Data records

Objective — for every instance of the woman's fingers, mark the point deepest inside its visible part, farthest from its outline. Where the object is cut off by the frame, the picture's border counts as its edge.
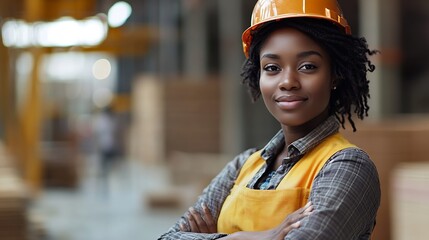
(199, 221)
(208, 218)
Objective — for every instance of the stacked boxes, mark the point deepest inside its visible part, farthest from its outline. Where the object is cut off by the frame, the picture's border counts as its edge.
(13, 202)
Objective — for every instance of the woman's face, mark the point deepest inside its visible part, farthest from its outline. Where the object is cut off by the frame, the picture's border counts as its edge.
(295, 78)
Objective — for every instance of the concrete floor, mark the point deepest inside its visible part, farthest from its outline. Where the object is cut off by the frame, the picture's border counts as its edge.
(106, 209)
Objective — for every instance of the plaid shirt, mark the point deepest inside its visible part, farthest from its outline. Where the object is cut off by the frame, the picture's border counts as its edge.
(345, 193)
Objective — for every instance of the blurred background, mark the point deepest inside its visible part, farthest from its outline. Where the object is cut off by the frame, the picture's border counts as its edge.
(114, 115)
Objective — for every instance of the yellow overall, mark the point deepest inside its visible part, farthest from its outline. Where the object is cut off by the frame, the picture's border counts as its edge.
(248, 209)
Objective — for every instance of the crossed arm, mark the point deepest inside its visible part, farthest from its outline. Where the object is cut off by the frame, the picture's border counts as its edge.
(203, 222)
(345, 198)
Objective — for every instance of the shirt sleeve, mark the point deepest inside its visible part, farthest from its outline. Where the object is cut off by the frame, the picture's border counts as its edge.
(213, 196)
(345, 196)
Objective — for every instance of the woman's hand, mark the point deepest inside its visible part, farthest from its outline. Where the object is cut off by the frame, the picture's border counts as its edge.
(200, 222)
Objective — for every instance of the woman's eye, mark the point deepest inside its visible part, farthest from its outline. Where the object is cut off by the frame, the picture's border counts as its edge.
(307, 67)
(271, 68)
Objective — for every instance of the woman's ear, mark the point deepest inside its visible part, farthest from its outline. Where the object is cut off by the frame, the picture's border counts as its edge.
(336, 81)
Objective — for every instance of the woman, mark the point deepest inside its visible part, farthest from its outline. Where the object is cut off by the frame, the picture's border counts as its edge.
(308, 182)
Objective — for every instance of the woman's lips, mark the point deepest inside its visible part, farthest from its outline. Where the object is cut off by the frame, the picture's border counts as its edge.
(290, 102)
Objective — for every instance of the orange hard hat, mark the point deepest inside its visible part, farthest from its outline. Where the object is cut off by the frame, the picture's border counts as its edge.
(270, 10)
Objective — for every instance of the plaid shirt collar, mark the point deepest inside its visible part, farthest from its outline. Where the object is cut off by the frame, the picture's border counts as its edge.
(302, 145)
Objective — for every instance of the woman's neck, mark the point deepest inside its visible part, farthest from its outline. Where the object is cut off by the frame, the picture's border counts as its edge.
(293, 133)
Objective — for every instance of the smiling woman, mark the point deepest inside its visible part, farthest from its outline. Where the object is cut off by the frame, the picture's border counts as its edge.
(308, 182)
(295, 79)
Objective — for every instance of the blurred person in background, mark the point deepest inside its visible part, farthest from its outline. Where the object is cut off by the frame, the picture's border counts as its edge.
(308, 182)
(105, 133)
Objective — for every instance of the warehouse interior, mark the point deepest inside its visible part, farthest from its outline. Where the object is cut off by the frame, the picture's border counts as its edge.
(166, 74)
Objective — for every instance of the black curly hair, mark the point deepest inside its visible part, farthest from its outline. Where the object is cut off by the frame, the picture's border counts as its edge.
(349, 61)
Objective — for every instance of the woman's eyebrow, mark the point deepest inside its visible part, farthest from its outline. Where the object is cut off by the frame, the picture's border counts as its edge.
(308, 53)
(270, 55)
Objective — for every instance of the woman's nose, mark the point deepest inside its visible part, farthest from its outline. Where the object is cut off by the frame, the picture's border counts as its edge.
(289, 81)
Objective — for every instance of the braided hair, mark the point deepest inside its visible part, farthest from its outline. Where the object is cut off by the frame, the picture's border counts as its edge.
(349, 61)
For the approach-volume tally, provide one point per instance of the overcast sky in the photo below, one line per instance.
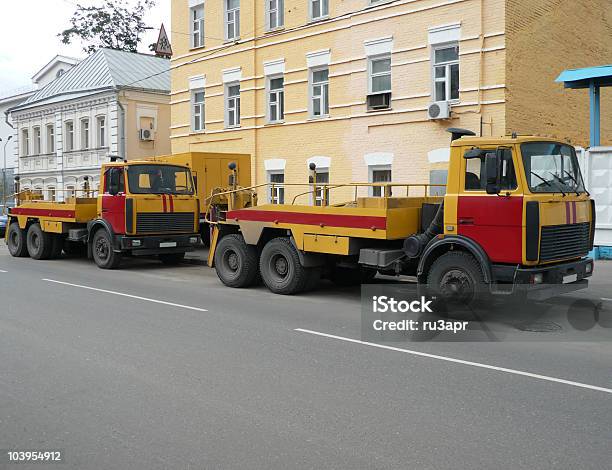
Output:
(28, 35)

---

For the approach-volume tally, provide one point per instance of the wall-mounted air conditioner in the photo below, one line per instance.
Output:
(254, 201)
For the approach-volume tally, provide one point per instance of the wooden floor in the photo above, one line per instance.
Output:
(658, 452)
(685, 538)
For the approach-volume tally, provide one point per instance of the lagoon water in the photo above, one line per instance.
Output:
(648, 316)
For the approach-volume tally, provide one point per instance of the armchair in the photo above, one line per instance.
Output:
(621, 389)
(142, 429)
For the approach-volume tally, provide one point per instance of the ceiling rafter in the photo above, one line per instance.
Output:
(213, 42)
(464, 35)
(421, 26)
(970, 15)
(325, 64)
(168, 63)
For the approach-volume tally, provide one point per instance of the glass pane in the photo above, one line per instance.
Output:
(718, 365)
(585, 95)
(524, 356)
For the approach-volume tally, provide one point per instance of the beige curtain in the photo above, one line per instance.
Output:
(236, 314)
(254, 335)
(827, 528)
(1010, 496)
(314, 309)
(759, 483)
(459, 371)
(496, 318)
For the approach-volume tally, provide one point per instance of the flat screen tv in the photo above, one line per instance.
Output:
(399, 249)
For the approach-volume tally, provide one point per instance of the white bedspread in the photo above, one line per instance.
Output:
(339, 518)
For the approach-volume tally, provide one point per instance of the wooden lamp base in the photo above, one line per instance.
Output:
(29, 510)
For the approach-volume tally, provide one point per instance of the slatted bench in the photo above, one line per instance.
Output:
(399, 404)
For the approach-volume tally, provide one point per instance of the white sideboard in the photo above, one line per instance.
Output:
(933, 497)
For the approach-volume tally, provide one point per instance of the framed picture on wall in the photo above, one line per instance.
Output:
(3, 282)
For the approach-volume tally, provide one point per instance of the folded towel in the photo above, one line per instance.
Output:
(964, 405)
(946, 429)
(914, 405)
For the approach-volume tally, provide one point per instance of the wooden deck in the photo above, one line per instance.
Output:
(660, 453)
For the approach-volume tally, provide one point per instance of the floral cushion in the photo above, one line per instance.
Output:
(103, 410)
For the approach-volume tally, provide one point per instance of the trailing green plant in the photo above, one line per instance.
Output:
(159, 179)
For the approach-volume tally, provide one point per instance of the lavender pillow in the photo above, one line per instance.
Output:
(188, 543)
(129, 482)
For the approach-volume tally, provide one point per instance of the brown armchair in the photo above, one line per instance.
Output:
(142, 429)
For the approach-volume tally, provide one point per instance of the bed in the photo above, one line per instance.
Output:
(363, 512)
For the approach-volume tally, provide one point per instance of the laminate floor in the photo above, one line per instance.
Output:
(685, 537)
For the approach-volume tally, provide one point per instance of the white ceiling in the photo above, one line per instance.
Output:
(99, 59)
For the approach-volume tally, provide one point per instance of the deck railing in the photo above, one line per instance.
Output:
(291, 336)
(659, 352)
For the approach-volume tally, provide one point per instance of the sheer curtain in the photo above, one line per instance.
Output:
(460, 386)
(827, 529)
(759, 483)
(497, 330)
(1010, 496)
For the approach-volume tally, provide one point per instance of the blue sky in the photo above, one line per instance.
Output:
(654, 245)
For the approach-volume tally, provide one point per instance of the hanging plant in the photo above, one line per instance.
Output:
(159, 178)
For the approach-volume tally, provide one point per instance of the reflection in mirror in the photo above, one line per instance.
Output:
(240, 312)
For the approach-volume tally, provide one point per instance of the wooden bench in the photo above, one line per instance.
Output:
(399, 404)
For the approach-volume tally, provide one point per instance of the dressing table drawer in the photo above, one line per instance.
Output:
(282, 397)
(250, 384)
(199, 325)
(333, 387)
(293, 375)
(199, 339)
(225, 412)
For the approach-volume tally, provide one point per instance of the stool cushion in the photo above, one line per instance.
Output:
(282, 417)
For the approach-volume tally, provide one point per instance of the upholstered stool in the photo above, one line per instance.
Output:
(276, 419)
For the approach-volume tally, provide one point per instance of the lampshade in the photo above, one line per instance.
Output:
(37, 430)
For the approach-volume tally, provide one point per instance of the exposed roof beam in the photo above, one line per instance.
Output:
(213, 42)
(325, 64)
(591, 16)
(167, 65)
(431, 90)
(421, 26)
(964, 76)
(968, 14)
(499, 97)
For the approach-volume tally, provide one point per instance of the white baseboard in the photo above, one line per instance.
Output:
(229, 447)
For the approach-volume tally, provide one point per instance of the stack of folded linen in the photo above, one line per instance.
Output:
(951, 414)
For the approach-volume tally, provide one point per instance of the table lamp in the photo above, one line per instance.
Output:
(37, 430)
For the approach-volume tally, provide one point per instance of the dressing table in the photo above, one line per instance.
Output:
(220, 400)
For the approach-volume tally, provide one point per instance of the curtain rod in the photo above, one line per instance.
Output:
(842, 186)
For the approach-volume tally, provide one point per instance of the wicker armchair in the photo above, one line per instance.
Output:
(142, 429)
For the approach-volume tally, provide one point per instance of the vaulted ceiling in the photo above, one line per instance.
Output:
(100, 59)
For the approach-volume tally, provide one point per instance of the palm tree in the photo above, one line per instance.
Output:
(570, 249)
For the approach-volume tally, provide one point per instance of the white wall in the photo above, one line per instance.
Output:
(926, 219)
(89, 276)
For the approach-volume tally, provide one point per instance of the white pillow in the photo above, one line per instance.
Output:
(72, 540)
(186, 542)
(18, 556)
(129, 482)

...

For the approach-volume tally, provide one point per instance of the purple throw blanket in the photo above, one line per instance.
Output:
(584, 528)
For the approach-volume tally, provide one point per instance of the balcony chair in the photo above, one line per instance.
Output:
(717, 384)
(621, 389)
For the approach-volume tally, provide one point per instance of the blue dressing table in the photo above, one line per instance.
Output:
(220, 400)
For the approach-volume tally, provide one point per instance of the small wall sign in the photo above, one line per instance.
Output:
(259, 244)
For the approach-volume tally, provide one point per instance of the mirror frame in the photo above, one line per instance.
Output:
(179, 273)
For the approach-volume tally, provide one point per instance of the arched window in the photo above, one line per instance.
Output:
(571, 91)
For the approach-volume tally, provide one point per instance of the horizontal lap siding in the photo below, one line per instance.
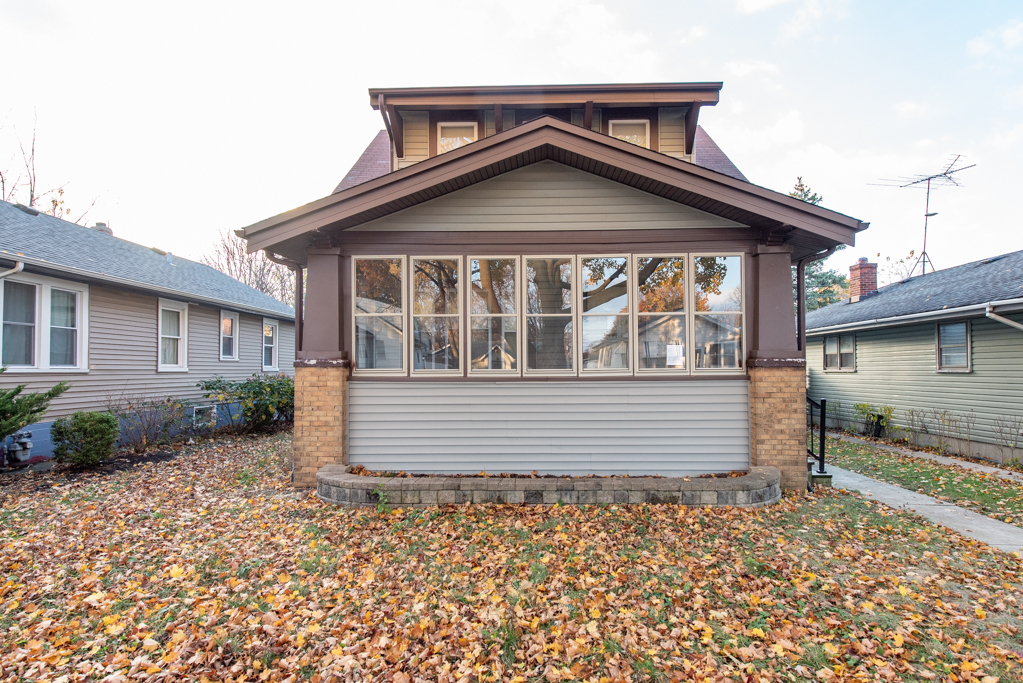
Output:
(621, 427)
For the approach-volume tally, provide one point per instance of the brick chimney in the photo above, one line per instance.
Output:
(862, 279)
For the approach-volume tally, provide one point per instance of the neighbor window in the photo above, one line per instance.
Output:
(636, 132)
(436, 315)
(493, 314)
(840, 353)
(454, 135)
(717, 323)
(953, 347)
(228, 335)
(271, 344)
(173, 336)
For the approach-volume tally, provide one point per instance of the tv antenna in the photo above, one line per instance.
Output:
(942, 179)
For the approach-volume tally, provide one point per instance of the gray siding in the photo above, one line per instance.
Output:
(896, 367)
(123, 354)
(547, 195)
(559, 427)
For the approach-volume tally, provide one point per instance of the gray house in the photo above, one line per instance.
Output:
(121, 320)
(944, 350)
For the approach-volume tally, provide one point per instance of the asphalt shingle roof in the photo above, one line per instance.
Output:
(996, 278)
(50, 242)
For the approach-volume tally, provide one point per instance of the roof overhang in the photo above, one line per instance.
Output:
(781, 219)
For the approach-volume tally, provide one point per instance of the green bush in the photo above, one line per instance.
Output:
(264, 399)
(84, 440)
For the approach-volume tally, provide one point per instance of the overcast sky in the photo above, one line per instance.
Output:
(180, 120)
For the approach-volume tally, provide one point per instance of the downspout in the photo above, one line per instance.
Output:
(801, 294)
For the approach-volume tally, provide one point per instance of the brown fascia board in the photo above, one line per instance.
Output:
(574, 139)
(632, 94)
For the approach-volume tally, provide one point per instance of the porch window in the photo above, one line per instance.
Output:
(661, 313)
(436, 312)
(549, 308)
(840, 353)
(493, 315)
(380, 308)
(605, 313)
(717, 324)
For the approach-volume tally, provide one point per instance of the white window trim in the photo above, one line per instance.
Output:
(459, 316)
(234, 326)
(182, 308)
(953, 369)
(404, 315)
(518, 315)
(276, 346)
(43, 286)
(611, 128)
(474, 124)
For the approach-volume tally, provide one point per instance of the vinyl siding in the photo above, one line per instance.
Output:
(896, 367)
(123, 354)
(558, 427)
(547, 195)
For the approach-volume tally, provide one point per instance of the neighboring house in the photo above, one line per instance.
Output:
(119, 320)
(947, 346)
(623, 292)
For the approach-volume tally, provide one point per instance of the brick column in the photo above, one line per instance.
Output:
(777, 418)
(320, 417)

Exercise instructions
Every line that holds the word "brown" should be copied from the records above.

Output for this task
For the approach-volume tally, provide one point per instance of the brown armchair in the photo above, one line per instance.
For the approach-volume tally, provide one point per instance of the brown fascia board in the photo above, one line per instance.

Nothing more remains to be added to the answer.